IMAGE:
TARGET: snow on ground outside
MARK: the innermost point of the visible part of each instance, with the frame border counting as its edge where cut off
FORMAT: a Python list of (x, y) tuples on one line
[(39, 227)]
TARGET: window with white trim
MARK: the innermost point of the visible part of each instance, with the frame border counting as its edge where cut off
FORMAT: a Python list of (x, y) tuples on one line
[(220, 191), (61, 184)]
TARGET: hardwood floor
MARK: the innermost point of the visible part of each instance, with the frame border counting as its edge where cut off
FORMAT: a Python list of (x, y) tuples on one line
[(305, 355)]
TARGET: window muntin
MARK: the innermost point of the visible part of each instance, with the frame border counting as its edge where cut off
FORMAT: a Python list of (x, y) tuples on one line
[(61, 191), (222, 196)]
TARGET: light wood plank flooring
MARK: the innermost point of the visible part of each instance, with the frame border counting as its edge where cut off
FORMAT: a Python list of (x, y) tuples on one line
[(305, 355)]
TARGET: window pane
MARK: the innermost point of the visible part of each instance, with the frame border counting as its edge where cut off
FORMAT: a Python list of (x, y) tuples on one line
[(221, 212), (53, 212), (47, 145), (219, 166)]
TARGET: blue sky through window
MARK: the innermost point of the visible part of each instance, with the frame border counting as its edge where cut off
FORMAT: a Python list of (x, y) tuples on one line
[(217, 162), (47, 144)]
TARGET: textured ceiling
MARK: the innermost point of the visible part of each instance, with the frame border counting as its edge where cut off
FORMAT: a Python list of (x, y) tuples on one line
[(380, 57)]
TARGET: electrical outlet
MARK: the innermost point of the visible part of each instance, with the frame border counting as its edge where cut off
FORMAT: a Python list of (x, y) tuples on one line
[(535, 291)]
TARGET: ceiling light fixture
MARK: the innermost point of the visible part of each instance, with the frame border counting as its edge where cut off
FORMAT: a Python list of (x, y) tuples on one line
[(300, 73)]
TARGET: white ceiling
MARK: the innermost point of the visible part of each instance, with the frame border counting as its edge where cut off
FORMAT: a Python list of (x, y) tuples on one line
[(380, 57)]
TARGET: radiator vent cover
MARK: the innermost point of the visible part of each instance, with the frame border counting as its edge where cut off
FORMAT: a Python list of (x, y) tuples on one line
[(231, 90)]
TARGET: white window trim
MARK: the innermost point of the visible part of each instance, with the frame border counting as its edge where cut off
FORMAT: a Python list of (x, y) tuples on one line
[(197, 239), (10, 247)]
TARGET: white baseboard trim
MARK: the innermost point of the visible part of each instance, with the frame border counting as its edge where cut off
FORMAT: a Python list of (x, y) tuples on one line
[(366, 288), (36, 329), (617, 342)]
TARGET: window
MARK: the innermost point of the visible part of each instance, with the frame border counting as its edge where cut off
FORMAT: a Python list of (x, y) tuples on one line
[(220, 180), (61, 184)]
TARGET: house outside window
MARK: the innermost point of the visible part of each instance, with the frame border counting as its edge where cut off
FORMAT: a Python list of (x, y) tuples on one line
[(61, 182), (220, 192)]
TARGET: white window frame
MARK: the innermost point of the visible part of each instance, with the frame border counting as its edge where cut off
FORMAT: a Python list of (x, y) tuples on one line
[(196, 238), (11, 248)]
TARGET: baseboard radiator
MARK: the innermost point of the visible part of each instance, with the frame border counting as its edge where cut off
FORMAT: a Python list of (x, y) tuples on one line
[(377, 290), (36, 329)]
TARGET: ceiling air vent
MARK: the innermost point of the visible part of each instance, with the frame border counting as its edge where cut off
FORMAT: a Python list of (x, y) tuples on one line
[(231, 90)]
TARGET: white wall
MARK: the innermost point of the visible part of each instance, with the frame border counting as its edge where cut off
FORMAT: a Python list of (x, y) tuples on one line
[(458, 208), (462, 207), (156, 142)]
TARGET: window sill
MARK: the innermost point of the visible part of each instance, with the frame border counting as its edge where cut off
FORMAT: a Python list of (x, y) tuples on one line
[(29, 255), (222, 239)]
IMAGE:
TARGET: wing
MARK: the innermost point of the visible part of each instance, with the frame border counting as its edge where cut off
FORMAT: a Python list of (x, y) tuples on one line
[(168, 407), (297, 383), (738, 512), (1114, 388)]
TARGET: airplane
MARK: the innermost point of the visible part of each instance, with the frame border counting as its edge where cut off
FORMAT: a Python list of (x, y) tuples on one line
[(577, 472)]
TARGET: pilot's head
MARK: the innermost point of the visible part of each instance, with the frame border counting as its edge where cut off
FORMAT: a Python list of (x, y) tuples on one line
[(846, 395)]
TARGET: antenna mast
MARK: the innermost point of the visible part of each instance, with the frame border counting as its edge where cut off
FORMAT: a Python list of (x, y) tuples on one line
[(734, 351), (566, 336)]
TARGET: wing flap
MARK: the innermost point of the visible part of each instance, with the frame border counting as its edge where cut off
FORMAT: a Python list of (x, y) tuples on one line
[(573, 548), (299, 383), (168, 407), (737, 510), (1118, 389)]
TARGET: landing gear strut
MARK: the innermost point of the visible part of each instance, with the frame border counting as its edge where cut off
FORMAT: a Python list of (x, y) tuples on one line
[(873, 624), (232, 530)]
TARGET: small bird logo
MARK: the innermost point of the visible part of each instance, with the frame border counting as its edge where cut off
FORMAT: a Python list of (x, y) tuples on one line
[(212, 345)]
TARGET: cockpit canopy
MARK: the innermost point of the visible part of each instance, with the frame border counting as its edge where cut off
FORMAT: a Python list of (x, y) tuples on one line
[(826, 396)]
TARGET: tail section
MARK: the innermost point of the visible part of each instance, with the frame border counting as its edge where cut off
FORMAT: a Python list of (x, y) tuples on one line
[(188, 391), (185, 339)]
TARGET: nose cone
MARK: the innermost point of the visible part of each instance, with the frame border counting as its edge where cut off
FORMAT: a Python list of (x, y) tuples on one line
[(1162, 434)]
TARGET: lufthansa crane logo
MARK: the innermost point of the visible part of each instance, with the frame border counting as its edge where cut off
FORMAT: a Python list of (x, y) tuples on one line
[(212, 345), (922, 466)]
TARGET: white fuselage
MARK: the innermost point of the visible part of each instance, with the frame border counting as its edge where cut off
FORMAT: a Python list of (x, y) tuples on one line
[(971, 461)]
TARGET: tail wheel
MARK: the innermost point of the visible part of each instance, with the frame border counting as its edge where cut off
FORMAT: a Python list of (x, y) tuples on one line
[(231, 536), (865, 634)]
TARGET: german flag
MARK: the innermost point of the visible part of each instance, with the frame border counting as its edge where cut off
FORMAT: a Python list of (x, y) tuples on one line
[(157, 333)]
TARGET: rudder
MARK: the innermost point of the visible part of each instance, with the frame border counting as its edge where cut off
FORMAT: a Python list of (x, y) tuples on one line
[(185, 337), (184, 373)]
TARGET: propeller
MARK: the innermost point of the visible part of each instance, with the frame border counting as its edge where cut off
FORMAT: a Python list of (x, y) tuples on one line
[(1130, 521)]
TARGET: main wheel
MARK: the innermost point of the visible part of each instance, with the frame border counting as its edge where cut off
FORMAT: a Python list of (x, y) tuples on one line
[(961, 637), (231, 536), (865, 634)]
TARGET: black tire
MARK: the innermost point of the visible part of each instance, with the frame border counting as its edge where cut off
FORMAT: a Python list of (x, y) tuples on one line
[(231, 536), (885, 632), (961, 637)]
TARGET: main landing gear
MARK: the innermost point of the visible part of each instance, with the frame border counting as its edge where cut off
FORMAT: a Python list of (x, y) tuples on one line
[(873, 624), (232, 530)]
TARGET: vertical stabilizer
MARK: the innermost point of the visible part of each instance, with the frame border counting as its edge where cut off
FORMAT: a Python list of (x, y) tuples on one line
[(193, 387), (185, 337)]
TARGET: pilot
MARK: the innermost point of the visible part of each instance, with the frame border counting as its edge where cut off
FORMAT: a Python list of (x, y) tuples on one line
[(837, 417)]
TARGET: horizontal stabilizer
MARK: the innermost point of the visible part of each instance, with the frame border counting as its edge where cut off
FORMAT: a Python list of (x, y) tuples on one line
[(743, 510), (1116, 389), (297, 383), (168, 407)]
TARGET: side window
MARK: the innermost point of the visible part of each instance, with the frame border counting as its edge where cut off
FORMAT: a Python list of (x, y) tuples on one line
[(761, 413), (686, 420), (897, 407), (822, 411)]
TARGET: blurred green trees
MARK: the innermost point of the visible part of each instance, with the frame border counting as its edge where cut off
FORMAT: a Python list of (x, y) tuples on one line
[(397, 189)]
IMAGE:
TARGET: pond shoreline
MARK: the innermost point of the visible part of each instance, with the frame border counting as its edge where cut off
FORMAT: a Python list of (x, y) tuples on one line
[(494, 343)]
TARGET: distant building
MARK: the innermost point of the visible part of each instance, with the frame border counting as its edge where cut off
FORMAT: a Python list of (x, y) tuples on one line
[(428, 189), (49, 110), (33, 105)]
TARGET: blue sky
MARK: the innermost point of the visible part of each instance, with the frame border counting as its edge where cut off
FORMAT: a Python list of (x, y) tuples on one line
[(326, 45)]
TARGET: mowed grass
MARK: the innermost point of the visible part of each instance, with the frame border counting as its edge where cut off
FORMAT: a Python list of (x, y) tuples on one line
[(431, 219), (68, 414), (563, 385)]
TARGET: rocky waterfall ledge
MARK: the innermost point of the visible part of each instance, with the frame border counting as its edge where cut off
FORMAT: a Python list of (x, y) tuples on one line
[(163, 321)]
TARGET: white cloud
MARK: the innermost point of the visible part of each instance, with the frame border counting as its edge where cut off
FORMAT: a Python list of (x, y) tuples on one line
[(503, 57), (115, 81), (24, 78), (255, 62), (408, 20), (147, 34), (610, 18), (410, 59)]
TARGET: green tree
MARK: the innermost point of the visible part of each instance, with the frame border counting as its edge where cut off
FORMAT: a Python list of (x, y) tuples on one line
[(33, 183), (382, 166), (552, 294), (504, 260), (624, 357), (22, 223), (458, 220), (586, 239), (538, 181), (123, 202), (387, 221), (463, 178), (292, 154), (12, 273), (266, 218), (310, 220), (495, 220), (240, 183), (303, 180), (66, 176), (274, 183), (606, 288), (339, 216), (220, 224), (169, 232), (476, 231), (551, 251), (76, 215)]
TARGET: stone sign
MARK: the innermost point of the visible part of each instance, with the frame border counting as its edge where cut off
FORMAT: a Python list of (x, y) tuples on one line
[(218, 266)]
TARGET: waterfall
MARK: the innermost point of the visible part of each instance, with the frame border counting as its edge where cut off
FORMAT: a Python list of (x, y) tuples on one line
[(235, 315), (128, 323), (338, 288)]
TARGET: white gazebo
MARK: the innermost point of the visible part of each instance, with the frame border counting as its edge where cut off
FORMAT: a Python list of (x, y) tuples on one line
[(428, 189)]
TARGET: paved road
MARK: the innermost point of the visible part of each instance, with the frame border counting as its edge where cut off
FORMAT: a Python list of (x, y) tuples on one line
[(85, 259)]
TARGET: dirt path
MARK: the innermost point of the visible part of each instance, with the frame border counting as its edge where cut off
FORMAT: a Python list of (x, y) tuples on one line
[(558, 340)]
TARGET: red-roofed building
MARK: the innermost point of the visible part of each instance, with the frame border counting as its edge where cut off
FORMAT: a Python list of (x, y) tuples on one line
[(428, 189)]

:::::

Transcribe, without alteration, the lines of the material above from the line containing "TARGET: rudder" through the line containing "[(185, 337), (184, 373)]", including both of those lines.

* **Problem solution**:
TARGET: rudder
MARK: the innermost point of the visible part of each instance, with the frame border counting as its edge where cut off
FORMAT: a Python list of (x, y) tuples on one line
[(185, 337), (184, 373)]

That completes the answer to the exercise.